#### Selected text:
○ ○ ○ ○ ○

That's exactly how I remember. So I went back, I was there from January of 1990. And yes I did extend but I came back after two and a half years so I could 00:56:00resume being on faculty in the fall of '92, and also the work I was doing had reached a natural point of completion. So what that means is between '87 and '92 I lived in Japan for three and a half years out of a five year period.

CP: And the work in this second phase was on creativity?

SS: Yeah it was, yeah. So in a sense, they had the topic and it seemed like such an unlikely area for me. I can remember, you know, saying to them "well this is pretty silly. There are experts in the world in this field, and I'm certainly not one of them." And they said, "Well, we know you and we know the work you do and you're the one we want to do this." They were so convinced that I said "well, if that's going to happen, then I need to bring myself up to speed." And 00:57:00they funded a project where essentially I took, I suppose it was half a year, and I went everywhere, basically bringing myself up to speed in the field of creativity. And I had worked within companies. I was exploring technical training, and education, which is connected to human resource and development very tightly in Japan, the whole field of developing talent. So they're thinking, well my goodness, creativity is part of talent and you worked in this area so just move over and work in this area. So the experience between my first experience in Japan - I was a visiting researcher with just whatever funding I could scrape up, I had a desk in the common kenkyushitsu [Japanese], where all the students, on either side of me were students, seniors in their undergraduate 00:58:00engineering program, or maybe they were master's degree students. We became very close, we're friends to this day. We see each other whenever I'm in Japan. They are now in their fifties, then they were in their twenties. But when I went back, everything was different - same senior professor who was my mentor. But now, I had a budget I couldn't ever spend. I mean, Japan was at the peak of its wealth, I had a secretary, I had research assistants, I could go anywhere in the world, I had the support of the association that represented every major company in Japan. So if I wanted to interview someone, all I had to do was say I want to talk with the President of Sony or whatever it was. I mean, it would happen. So my job was to dream up the study, because whatever I could dream up would be done. So that's what I did.

CP: So you came back and reestablished yourself as a faculty member at OSU

00:59:00

SS: I did.

CP: But you also went to Greece at some point?

○ ○ ○ ○ ○

#### Supplied material:
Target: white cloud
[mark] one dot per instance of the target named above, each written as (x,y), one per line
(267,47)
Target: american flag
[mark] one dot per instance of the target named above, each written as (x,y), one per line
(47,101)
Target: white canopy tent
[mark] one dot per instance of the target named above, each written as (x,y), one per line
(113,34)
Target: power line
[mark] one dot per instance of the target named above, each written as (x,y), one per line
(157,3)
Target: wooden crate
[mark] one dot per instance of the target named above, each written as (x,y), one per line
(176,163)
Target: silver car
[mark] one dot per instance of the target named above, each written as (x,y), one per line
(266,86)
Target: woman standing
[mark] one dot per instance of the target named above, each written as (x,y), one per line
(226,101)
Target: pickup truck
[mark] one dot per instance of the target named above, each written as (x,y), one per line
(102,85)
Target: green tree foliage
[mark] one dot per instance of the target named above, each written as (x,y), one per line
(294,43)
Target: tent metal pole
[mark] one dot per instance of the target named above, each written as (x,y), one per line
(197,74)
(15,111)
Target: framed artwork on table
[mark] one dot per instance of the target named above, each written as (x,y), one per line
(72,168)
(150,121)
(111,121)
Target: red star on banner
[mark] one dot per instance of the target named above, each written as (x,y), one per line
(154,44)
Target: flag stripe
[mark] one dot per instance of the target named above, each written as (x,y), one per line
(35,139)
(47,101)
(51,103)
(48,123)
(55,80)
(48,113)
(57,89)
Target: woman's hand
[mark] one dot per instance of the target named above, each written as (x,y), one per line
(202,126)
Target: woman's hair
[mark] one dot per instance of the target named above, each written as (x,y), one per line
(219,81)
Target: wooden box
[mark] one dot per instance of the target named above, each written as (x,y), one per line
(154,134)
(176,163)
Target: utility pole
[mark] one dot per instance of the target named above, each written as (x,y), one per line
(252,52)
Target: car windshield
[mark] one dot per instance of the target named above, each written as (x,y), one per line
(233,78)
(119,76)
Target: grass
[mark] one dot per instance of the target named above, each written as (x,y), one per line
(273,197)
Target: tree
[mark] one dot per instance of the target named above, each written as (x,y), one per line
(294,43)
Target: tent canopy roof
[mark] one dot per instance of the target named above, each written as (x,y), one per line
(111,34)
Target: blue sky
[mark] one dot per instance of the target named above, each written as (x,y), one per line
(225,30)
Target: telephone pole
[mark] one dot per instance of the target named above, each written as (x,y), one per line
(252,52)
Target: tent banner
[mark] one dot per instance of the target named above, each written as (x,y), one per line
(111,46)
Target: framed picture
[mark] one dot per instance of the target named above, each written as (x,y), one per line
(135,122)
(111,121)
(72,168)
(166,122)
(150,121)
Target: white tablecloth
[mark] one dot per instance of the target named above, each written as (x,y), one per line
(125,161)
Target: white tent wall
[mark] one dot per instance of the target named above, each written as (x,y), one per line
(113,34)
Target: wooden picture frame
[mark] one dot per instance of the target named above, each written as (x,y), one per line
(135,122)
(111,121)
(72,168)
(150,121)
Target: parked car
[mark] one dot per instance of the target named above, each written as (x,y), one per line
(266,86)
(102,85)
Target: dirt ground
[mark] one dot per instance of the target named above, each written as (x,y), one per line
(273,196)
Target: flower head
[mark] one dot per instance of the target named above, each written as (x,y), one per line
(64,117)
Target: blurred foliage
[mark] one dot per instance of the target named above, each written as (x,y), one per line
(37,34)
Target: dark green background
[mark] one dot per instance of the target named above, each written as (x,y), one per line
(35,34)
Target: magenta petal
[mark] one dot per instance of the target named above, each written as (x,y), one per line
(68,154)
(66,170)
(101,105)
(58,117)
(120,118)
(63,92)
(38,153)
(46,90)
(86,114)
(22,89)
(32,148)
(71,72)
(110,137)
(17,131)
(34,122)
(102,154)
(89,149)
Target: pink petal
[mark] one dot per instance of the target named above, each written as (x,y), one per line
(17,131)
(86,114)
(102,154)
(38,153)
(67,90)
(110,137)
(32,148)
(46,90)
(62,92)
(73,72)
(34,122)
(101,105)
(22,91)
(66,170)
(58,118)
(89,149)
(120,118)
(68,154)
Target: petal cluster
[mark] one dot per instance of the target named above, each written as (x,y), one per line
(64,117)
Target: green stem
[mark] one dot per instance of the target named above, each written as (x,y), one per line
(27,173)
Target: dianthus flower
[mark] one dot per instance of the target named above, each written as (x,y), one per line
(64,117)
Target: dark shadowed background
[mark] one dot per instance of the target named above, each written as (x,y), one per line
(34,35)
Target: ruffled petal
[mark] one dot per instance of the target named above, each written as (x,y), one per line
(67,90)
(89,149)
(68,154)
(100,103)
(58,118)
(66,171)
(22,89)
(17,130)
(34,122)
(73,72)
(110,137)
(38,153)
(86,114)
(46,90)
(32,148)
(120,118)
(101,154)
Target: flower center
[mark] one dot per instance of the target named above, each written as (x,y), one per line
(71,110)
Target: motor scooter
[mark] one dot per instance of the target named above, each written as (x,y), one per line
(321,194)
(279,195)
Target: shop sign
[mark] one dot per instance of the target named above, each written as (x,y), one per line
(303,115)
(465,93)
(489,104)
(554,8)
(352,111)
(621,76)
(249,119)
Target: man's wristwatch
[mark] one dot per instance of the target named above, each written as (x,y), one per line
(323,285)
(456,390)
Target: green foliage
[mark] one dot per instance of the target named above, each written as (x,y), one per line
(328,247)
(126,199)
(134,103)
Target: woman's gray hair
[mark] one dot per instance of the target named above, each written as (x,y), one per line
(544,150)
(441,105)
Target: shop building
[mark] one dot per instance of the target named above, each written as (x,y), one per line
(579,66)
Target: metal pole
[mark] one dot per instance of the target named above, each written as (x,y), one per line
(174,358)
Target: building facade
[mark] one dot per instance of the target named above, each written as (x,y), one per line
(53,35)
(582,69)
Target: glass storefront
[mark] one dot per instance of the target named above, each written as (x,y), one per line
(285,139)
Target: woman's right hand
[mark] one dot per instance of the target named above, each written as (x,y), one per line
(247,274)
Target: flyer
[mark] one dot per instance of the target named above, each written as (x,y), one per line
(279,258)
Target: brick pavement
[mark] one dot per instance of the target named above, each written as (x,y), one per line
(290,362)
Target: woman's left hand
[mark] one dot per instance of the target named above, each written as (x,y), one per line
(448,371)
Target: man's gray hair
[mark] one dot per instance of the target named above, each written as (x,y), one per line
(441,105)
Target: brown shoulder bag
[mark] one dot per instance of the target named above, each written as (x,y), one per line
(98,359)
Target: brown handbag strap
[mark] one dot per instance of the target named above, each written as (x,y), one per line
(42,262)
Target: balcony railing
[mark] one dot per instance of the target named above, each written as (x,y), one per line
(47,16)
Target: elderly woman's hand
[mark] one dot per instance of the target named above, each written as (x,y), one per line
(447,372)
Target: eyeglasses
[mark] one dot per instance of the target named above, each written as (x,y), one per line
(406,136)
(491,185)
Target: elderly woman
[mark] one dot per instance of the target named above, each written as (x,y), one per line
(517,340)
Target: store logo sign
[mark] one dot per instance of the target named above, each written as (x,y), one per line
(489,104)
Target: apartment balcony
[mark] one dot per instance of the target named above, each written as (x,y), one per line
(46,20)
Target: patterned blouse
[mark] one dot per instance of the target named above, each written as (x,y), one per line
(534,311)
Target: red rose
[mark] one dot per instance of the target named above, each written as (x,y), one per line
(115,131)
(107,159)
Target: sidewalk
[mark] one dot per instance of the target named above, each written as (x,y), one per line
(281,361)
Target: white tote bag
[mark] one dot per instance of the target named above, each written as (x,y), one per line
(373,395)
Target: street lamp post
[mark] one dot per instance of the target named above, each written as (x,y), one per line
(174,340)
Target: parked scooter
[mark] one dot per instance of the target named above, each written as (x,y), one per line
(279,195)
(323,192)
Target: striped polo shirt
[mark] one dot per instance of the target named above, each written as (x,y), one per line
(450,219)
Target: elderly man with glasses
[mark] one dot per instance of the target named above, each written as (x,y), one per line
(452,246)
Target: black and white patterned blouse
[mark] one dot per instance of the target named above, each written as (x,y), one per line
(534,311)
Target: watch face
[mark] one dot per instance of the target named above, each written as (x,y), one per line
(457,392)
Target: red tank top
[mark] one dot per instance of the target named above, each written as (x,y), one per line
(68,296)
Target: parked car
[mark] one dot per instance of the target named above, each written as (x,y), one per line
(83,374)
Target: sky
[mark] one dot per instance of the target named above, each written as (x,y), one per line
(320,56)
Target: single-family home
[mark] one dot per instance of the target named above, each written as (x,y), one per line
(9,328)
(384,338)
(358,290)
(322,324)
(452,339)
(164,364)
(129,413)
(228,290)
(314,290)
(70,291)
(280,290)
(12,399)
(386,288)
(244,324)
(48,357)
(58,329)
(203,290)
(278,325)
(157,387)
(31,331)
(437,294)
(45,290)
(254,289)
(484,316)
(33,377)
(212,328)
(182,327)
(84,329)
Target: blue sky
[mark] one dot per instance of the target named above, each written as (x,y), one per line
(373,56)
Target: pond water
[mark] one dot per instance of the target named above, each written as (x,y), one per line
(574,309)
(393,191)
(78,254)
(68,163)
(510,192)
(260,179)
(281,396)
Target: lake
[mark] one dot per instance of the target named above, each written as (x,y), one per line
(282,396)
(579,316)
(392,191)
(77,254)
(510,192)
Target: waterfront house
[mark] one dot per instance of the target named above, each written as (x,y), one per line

○ ○ ○ ○ ○

#### Given task 1:
Collect every line of the records that contains the word "flower".
#### Given task 2:
Carry on the interview about work in Japan, starting right after its final line.

#### Output 1:
Target: flower head
Target: dianthus flower
Target: flower center

#### Output 2:
SS: Oh yeah, well there were a lot of opportunities. So the work in Japan created a tremendous amount of information about creative activity in Japan that ranged from creative improvements to creative innovations. And so through interviews I had firsthand knowledge of things that occurred that were creative at all levels. And it took working with another collaborator to bring this to light through writing, which ultimately led to a book on what we called "corporate creativity." As a result of that writing, and eventually the book, lots of opportunities came. The book was well-received. It was translated into 01:00:00eleven languages. It just struck a chord at the time. And so those opportunities translated into whether it was giving talks, or teaching. I taught in Greece for seven springs. It's the perfect time to be there. My class was roughly three weeks, it was in an MBA program, these were mid-level managers, wonderful people. And they had a short course on creativity. It was during that time period I also taught in the Department of Economics at Harvard. They were interested in Japan, my world of thinking about what you might think of as human capital. Gary Becker won the Nobel prize for his work on human capital theory in '92, so this was all the rage in economics. Japan was all the rage. Henry Rosovsky, who was head of the department and provost, had done work in Japan. So 01:01:00each of these opportunities came up because I had been identified with this work. So during that period there were a lot of these. I did ones that worked out.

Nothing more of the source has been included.